• [SUPPLIED ENTRIES]
+++

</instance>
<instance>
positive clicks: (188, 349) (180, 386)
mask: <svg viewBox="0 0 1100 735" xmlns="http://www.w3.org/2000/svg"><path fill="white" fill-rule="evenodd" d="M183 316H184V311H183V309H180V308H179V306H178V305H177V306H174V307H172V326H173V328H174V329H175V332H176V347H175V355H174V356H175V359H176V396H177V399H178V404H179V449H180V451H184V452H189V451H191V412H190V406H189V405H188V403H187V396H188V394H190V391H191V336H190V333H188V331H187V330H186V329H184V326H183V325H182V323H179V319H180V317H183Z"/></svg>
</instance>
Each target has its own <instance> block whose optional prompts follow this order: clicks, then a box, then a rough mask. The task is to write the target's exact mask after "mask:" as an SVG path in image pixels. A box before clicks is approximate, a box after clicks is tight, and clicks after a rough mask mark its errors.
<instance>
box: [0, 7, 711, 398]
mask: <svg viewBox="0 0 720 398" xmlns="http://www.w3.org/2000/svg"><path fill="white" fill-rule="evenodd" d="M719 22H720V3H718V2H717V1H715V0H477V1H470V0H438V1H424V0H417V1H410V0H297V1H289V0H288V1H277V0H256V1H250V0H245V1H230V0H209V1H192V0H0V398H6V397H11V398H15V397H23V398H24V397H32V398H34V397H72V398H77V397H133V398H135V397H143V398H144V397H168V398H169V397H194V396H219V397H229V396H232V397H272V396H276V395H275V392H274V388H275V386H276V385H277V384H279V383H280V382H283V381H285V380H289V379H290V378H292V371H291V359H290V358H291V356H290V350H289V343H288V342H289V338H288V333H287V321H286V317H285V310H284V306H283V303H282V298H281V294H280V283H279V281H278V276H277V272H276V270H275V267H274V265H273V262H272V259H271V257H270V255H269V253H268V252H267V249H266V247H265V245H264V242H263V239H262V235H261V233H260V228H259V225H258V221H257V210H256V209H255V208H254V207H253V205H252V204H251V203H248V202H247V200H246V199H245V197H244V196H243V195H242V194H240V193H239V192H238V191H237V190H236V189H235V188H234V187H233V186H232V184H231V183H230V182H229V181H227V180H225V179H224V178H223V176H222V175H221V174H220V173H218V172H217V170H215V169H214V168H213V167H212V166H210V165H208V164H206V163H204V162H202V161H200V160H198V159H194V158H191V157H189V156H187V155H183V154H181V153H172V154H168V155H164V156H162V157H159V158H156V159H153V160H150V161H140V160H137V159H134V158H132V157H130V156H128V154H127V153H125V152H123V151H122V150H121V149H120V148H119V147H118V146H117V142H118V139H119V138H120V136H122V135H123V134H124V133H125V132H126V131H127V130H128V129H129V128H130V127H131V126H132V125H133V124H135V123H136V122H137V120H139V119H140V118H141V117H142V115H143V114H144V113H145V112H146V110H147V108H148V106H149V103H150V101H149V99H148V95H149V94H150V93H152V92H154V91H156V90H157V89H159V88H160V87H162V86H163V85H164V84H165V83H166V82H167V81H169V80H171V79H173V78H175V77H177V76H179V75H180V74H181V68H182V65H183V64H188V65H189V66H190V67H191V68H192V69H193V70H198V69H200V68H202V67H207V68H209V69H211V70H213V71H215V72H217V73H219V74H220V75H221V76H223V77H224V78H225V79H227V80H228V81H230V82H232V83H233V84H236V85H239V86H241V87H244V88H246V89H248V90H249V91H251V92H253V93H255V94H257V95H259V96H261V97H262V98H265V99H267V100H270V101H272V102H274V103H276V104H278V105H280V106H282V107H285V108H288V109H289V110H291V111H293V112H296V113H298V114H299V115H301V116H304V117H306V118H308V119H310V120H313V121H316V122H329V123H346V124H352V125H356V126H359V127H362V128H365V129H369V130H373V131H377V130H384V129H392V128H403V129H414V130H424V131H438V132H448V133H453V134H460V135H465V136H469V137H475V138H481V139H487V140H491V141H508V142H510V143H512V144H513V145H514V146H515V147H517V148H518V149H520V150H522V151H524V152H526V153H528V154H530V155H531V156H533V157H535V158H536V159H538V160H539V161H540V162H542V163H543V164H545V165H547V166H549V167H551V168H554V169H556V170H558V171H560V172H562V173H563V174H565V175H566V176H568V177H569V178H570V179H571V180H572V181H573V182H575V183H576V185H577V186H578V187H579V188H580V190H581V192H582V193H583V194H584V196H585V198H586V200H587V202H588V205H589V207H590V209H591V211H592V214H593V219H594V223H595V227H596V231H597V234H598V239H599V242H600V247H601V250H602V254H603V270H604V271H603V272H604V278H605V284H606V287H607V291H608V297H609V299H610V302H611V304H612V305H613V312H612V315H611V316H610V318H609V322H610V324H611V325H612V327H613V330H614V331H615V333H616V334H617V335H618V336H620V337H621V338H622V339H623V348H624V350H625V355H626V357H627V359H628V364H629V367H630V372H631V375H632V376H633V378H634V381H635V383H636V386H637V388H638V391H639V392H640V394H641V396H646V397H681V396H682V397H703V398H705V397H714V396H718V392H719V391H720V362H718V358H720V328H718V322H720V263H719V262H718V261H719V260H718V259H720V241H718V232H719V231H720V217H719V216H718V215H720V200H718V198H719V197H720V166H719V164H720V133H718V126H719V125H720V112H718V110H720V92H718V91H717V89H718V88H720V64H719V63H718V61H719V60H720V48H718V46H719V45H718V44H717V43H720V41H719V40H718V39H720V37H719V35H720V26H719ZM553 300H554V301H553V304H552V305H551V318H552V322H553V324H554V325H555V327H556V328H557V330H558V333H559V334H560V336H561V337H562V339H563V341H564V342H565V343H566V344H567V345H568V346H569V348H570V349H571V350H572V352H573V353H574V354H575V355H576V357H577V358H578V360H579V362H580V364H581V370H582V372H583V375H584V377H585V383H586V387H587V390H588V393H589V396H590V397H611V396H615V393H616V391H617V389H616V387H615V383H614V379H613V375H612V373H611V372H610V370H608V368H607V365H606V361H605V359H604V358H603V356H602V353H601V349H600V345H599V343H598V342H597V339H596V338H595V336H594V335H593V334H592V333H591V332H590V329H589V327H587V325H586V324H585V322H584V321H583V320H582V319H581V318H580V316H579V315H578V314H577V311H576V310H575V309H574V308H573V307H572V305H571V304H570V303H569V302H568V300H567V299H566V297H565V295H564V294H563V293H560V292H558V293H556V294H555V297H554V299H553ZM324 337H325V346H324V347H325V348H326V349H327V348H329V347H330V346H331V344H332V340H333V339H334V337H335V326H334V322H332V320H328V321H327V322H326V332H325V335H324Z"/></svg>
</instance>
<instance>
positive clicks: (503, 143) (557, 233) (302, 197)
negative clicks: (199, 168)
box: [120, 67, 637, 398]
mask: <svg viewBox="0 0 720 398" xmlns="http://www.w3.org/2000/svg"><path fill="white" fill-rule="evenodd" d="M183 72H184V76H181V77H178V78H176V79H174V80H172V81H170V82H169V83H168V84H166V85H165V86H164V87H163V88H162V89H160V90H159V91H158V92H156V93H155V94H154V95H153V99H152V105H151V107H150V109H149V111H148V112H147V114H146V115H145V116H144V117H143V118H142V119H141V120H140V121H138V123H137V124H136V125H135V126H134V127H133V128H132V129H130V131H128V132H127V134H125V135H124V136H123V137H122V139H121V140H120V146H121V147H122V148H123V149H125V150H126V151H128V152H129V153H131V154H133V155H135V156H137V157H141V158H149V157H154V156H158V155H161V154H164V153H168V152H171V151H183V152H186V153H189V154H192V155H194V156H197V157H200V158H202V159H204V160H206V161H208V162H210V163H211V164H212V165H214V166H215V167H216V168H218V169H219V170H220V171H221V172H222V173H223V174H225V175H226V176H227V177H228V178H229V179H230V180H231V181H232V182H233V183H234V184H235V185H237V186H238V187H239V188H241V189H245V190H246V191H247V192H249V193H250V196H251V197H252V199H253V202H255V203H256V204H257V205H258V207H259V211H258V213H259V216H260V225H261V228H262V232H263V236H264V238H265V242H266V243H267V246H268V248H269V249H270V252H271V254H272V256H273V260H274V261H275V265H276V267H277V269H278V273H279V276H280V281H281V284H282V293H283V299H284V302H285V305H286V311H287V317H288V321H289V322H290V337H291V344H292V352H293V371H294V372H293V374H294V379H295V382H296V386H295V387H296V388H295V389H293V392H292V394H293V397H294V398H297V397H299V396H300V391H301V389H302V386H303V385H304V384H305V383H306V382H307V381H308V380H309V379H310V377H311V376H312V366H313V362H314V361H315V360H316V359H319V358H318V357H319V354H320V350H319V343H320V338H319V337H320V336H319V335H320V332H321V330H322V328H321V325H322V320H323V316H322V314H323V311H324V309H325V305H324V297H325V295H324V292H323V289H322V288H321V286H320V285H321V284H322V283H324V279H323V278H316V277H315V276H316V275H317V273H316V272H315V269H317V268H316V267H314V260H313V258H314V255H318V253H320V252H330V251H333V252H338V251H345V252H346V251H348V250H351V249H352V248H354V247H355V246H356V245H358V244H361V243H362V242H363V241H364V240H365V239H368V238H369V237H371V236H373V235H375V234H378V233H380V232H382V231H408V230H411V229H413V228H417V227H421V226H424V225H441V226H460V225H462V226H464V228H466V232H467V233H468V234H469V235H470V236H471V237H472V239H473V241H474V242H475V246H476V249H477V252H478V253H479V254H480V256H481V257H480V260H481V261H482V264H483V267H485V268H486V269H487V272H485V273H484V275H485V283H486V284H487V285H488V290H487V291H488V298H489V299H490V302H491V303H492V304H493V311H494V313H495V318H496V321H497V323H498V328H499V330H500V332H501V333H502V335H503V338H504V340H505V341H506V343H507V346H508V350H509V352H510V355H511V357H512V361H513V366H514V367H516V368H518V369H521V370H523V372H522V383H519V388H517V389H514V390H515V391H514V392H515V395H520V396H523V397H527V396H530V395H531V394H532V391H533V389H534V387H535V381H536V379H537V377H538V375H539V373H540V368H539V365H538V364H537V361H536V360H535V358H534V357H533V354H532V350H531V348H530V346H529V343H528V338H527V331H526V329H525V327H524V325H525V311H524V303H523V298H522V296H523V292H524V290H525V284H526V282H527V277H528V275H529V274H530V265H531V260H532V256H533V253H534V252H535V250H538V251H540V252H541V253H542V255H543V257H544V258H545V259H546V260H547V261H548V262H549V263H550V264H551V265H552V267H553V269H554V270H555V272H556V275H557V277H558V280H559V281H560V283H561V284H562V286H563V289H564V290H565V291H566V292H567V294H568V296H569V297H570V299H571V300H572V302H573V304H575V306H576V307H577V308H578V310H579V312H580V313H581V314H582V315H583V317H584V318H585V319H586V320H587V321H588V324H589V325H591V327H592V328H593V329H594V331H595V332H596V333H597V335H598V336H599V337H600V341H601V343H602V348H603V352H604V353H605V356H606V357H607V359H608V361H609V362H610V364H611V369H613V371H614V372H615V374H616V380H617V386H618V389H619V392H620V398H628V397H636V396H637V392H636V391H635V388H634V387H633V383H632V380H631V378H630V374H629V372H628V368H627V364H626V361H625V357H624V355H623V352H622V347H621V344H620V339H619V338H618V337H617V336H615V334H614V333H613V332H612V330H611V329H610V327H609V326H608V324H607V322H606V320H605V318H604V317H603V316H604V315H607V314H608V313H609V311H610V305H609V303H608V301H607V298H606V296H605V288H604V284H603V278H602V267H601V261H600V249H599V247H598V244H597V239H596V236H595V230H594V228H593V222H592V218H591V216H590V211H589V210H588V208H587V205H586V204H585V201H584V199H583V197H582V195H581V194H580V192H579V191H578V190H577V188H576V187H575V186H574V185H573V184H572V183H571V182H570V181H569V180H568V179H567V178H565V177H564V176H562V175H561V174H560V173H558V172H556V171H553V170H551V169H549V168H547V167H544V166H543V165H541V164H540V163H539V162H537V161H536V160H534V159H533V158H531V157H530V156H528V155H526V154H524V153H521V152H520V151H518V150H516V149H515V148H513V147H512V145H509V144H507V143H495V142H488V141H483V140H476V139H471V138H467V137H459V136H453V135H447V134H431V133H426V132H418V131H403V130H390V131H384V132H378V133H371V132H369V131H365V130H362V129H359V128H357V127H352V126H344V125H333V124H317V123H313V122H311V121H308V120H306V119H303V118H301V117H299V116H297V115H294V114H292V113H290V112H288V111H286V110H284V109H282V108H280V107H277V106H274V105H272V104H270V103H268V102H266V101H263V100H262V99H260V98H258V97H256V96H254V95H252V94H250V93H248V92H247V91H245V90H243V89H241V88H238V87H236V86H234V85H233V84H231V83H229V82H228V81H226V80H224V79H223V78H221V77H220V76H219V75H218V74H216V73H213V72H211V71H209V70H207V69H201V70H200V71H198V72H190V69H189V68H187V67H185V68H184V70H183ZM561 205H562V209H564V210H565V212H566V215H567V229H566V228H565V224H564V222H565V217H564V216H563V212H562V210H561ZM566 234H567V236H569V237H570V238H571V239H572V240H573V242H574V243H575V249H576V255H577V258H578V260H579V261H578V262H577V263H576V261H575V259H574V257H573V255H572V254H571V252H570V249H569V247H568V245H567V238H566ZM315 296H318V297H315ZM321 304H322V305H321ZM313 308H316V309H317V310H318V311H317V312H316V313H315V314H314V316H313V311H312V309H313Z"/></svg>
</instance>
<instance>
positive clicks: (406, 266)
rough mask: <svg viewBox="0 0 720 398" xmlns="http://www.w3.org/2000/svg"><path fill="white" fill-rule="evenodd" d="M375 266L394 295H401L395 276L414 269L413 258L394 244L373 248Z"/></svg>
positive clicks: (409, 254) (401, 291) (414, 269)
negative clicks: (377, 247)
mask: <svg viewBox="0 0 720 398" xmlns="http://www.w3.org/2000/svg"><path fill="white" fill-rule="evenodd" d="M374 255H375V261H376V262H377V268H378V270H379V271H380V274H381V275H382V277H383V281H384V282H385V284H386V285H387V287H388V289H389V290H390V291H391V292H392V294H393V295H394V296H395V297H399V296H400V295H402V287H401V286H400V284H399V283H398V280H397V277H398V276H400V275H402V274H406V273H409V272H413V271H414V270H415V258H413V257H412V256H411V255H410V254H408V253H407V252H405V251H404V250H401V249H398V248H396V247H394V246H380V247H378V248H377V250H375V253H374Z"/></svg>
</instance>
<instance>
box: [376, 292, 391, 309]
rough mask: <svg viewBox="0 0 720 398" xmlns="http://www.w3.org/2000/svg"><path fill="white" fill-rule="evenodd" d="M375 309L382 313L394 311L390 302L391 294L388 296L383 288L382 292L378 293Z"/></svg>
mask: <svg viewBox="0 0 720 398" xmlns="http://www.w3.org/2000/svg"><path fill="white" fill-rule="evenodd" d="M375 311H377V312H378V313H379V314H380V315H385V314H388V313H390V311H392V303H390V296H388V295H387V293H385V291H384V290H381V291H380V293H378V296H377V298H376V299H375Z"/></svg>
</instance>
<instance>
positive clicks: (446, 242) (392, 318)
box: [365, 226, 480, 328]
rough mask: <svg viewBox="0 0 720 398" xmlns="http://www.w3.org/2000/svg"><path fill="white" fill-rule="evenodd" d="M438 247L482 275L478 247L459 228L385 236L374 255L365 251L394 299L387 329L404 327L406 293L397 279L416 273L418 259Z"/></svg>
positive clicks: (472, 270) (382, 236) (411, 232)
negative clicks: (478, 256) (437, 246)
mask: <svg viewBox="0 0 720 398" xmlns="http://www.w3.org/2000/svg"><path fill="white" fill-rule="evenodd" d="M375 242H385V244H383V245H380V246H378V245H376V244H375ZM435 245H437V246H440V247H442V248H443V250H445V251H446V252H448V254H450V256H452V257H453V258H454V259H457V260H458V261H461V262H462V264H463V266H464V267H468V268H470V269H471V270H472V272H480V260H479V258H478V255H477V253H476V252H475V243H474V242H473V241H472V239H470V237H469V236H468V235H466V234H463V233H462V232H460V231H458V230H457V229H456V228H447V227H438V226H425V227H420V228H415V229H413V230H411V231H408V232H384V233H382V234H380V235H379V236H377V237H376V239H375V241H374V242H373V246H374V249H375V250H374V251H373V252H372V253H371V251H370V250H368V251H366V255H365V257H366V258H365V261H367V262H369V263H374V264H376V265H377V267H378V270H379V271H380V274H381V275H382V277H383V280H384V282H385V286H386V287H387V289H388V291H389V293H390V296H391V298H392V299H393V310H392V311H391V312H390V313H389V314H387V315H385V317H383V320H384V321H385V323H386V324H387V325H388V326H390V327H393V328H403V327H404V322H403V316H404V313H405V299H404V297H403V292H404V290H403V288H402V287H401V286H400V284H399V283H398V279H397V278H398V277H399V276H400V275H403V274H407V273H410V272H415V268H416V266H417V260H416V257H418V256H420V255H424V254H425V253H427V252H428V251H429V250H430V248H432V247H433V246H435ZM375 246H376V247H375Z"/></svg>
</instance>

+++

• [PROBLEM STATEMENT] Copy the items character for character, from the first line of the records through the line that contains "box: [0, 7, 711, 398]". Include both the first line and that line.

• [OUTPUT FOR THIS EXERCISE]
</instance>
<instance>
positive clicks: (188, 349) (180, 386)
mask: <svg viewBox="0 0 1100 735" xmlns="http://www.w3.org/2000/svg"><path fill="white" fill-rule="evenodd" d="M183 316H184V311H183V309H180V308H179V306H178V305H177V306H174V307H172V326H173V328H174V329H175V332H176V347H175V355H174V356H175V359H176V396H177V399H178V404H179V449H180V451H184V452H189V451H191V412H190V406H189V405H188V403H187V396H188V394H190V391H191V336H190V333H188V331H187V330H186V329H184V326H183V325H182V323H179V319H180V317H183Z"/></svg>
</instance>
Each target has its own <instance> block whose optional prompts follow this order: clicks, then a box, then a rough mask. The task is to write the target's exact mask after "mask:" as an SVG path in image pixels. A box before clicks is approximate, a box after clicks is tight, and clicks after a rough mask mark its errors.
<instance>
box: [0, 7, 711, 398]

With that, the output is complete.